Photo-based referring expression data

----

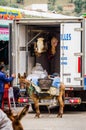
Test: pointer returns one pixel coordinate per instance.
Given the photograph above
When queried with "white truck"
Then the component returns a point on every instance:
(70, 61)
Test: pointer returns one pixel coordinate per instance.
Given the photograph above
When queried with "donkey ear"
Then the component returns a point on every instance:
(19, 75)
(23, 112)
(25, 75)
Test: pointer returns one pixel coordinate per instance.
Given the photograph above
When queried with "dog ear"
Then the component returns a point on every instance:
(19, 75)
(23, 112)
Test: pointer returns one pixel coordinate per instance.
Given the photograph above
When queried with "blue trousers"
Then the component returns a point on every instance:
(1, 98)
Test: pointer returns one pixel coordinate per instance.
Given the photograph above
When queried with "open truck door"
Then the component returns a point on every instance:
(71, 54)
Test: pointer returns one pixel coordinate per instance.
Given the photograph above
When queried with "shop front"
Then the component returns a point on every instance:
(4, 41)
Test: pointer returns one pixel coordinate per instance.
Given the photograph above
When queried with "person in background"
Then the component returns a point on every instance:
(5, 122)
(4, 79)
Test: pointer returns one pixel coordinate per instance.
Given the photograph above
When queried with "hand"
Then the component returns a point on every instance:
(13, 75)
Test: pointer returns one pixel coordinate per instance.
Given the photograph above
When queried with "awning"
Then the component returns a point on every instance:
(4, 34)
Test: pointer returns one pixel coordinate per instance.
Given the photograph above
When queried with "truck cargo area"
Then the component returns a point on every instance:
(49, 62)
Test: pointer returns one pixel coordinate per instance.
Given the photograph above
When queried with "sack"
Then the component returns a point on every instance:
(54, 91)
(45, 84)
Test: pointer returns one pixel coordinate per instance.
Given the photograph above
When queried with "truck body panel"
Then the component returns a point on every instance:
(70, 60)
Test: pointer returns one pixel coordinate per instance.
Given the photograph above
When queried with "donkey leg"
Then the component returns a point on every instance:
(61, 106)
(36, 103)
(61, 100)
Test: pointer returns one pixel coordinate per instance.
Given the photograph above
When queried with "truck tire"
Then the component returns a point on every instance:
(42, 108)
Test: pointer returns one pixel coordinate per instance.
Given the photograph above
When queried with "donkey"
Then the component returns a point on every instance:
(16, 118)
(35, 97)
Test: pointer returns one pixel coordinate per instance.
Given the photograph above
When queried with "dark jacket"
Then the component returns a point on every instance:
(3, 80)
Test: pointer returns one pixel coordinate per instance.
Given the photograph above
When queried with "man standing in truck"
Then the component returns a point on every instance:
(4, 79)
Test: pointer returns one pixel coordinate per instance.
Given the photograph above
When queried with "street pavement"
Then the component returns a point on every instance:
(72, 120)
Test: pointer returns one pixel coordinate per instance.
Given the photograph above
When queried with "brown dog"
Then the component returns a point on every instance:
(17, 118)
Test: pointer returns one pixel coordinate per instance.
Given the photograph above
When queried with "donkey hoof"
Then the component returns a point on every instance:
(59, 116)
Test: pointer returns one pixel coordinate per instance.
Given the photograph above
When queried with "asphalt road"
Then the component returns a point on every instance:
(71, 120)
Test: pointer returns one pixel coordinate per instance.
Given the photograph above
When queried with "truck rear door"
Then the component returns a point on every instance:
(70, 54)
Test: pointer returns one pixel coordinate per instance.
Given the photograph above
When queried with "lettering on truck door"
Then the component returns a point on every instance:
(70, 54)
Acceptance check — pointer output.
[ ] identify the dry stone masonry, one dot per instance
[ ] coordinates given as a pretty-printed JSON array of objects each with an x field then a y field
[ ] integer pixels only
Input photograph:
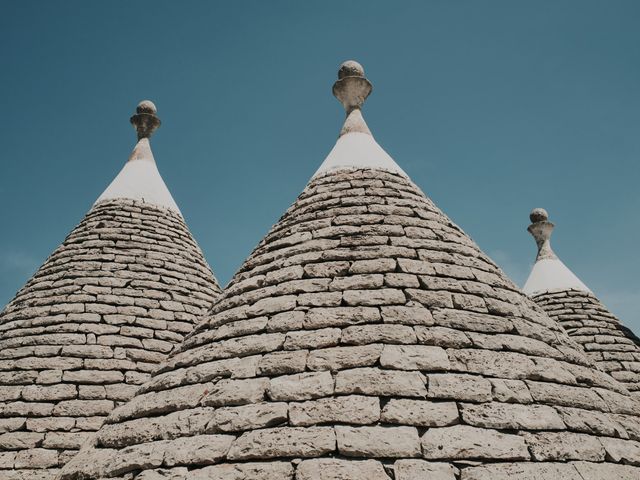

----

WHAT YOU SHOULD DO: All lines in the records above that contain "truck" are to be reported.

OUTPUT:
When queried with "white truck"
When queried with "open truck door"
When queried with "truck cargo area"
When queried with "truck body panel"
When queried with "truck tire"
When queried with "man standing in truck"
When queried with "truck rear door"
When queried with "lettering on truck door"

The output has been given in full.